■ TRECHO DE ORIGEM
══════════════════════════════

Para ser honesto, eu estava ansioso desde o começo. Eu estava realmente com medo da ideia. Trabalhar em tantos projetos da Marvel, e ver o resultado final e o efeito que eles têm sobre as pessoas, eu tinha receio sobre a qualidade da produção ser diminuída para a TV. Eu tinha receio de que você não poderia fazer coisas na TV que poderia fazer nos cinemas.
Vendo a reação das pessoas sobre Guerra Infinita e Ultimato, e vendo a conexão que as pessoas tinham com esses personagens… esse é o sonho de qualquer ator, impactar um público e expor eles a um modo diferente de enxergar a cultura e o mundo ao nosso redor. Eu tinha bastante medo de que eu não teria essa oportunidade de não poder atingir esse nível como os atores antes de mim fizeram.

══════════════════════════════

■ INSTRUÇÕES DE TRABALHO
**A)** Reproduza do trecho tudo desde "Vendo a reação" até "de mim fizeram.".
**B)** Transcreva todas as frases do trecho que contêm a palavra "medo" ou a palavra "receio".
**C)** Indique se cada afirmação concorda com o trecho, respondendo sim ou não e citando as palavras decisivas: (i) A ansiedade só apareceu no fim do trabalho. (ii) Guerra Infinita e Ultimato aparecem ligados à reação das pessoas. (iii) Impactar um público é apresentado como o sonho de qualquer ator.

══════════════════════════════

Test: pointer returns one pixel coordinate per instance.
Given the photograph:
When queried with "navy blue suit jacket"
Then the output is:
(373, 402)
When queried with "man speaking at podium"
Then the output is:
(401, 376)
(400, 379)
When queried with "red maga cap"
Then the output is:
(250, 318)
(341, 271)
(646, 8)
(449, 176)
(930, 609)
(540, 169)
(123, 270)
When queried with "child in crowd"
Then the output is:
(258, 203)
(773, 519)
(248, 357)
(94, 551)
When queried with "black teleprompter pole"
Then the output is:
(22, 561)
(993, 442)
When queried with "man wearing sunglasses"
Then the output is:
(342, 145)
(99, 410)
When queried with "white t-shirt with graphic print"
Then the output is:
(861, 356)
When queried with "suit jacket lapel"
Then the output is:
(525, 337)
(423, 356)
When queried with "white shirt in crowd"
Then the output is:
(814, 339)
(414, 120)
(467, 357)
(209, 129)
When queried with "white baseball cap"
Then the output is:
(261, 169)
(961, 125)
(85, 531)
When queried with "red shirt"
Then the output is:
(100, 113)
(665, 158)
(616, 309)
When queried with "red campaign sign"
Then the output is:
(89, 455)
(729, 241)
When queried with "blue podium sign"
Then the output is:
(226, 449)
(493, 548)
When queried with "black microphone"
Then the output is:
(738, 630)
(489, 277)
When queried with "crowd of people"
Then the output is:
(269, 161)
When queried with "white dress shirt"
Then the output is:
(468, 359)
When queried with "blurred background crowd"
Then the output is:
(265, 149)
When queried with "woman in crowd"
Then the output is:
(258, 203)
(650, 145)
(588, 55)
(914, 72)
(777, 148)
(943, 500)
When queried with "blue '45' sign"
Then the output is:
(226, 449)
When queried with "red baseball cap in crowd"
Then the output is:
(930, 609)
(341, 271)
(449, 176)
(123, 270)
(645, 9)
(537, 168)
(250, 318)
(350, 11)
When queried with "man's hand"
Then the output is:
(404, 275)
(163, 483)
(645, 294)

══════════════════════════════

■ RESULTADOS DO EXERCÍCIO
**A)**
Vendo a reação das pessoas sobre Guerra Infinita e Ultimato, e vendo a conexão que as pessoas tinham com esses personagens… esse é o sonho de qualquer ator, impactar um público e expor eles a um modo diferente de enxergar a cultura e o mundo ao nosso redor. Eu tinha bastante medo de que eu não teria essa oportunidade de não poder atingir esse nível como os atores antes de mim fizeram.

**B)**
- "Eu estava realmente com medo da ideia."
- "Trabalhar em tantos projetos da Marvel, e ver o resultado final e o efeito que eles têm sobre as pessoas, eu tinha receio sobre a qualidade da produção ser diminuída para a TV."
- "Eu tinha receio de que você não poderia fazer coisas na TV que poderia fazer nos cinemas."
- "Eu tinha bastante medo de que eu não teria essa oportunidade de não poder atingir esse nível como os atores antes de mim fizeram."

**C)**
(i) Não: "eu estava ansioso desde o começo".
(ii) Sim: "Vendo a reação das pessoas sobre Guerra Infinita e Ultimato".
(iii) Sim: "esse é o sonho de qualquer ator, impactar um público".